WORK TO COMPLETE »
The full set of entries below must be returned exactly as shown.

GIVEN ENTRIES »
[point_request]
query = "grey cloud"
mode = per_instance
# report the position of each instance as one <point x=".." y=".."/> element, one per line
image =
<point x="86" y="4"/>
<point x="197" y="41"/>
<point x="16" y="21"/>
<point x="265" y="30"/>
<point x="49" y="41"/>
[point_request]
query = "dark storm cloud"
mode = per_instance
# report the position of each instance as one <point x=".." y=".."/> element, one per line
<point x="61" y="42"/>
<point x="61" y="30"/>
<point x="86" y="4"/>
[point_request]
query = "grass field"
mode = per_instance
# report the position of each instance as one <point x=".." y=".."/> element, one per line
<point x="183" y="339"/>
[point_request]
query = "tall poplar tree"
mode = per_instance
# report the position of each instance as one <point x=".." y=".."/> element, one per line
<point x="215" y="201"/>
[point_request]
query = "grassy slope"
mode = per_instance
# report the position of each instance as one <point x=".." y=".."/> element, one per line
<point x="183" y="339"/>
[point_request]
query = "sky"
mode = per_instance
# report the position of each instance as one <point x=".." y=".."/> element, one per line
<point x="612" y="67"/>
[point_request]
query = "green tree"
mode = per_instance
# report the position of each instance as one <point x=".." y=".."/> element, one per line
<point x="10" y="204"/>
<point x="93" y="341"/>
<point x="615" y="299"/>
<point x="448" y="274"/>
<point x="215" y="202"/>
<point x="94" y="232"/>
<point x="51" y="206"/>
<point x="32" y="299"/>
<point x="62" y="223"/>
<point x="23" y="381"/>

EXPECTED OUTPUT »
[point_request]
query = "grey cloud"
mode = per_instance
# report the position of each instance as one <point x=".." y=".."/> element, one per line
image =
<point x="86" y="4"/>
<point x="197" y="41"/>
<point x="16" y="21"/>
<point x="265" y="30"/>
<point x="49" y="41"/>
[point_request]
query = "dark storm cloud"
mode = per_instance
# report the position of each instance as one <point x=".." y=".."/> element, one per line
<point x="61" y="42"/>
<point x="61" y="30"/>
<point x="86" y="4"/>
[point_request]
query = "grass field"
mode = per_instance
# report the position of each instance as one <point x=".." y=".."/> element, one per line
<point x="183" y="339"/>
[point_request]
query = "tall poplar tree"
mode = per_instance
# report the position of each instance as one <point x=".." y=".."/> element, one per line
<point x="215" y="201"/>
[point_request]
query = "grassy slope"
mode = per_instance
# report the position of each instance as one <point x=".." y=".."/> element, one per line
<point x="183" y="339"/>
[point_request]
query = "sky"
mode = per_instance
# report the position of each instance as one <point x=".." y=".."/> element, one per line
<point x="612" y="67"/>
[point_request]
query = "green tree"
mode = per_instance
# report the position of each instance as one <point x=".." y=".."/> element, one per line
<point x="10" y="204"/>
<point x="93" y="341"/>
<point x="615" y="299"/>
<point x="448" y="274"/>
<point x="215" y="202"/>
<point x="94" y="232"/>
<point x="51" y="206"/>
<point x="32" y="299"/>
<point x="62" y="223"/>
<point x="23" y="381"/>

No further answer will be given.